● EXERCISE: Nothing in the records should be left out; transcribe them exactly.

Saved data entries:
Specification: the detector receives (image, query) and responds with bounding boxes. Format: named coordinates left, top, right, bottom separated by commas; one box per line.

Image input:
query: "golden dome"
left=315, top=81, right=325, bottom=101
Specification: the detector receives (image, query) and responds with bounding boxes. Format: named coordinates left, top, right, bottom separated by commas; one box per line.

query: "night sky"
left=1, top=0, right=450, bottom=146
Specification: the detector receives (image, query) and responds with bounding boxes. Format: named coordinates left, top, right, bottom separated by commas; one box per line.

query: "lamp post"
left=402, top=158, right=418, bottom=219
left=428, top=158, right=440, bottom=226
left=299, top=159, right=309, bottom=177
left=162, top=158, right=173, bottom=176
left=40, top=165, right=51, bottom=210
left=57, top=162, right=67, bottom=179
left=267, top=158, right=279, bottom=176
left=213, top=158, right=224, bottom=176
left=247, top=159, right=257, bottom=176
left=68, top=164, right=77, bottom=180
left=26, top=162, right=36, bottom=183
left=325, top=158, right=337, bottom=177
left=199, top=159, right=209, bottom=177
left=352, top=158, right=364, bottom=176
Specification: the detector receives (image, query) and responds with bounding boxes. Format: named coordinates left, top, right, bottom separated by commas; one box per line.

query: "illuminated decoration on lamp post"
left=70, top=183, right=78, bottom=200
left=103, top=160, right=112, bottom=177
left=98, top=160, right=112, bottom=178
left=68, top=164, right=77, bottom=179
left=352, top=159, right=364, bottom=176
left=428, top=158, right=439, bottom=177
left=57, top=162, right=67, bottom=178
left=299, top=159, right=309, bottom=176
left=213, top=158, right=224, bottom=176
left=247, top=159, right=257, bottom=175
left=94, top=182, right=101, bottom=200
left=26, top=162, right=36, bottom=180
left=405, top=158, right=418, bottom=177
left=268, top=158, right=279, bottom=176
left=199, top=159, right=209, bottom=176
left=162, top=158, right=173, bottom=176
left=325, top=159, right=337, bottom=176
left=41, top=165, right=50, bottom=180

● SOLUTION TO THIS PROBLEM:
Specification: the detector receives (image, query) and responds with bounding boxes. Format: named coordinates left, top, right, bottom separated by commas; one box per line.

Image input:
query: "golden dome"
left=315, top=81, right=325, bottom=101
Specification: the detector receives (image, query) and responds with bounding boxes. Format: named coordinates left, top, right, bottom separated by commas; one box per line.

query: "night sky"
left=1, top=0, right=450, bottom=146
Specification: the detector receives (image, query) and responds with bounding boxes. Format: named coordinates left, top, right, bottom separated by commas; one box per line.

query: "lamp post"
left=402, top=158, right=418, bottom=219
left=428, top=158, right=440, bottom=226
left=299, top=159, right=309, bottom=177
left=162, top=158, right=173, bottom=176
left=40, top=165, right=51, bottom=210
left=57, top=162, right=67, bottom=179
left=267, top=158, right=279, bottom=176
left=213, top=158, right=224, bottom=176
left=247, top=159, right=257, bottom=176
left=68, top=164, right=77, bottom=180
left=26, top=162, right=36, bottom=183
left=325, top=158, right=337, bottom=177
left=199, top=159, right=209, bottom=177
left=352, top=158, right=364, bottom=176
Specification: the detector receives (image, query) and responds with bounding boxes. Format: named coordinates left, top, right, bottom separated by commas; one box per line.

query: "illuminated decoration on lamp post"
left=70, top=183, right=78, bottom=200
left=103, top=160, right=112, bottom=177
left=98, top=160, right=112, bottom=178
left=68, top=164, right=77, bottom=179
left=352, top=159, right=364, bottom=176
left=428, top=158, right=439, bottom=177
left=57, top=162, right=67, bottom=178
left=299, top=159, right=309, bottom=176
left=213, top=158, right=224, bottom=176
left=247, top=159, right=257, bottom=175
left=94, top=182, right=101, bottom=200
left=26, top=162, right=36, bottom=180
left=405, top=158, right=418, bottom=177
left=268, top=158, right=279, bottom=176
left=199, top=159, right=209, bottom=176
left=162, top=158, right=173, bottom=176
left=325, top=159, right=337, bottom=176
left=41, top=165, right=50, bottom=180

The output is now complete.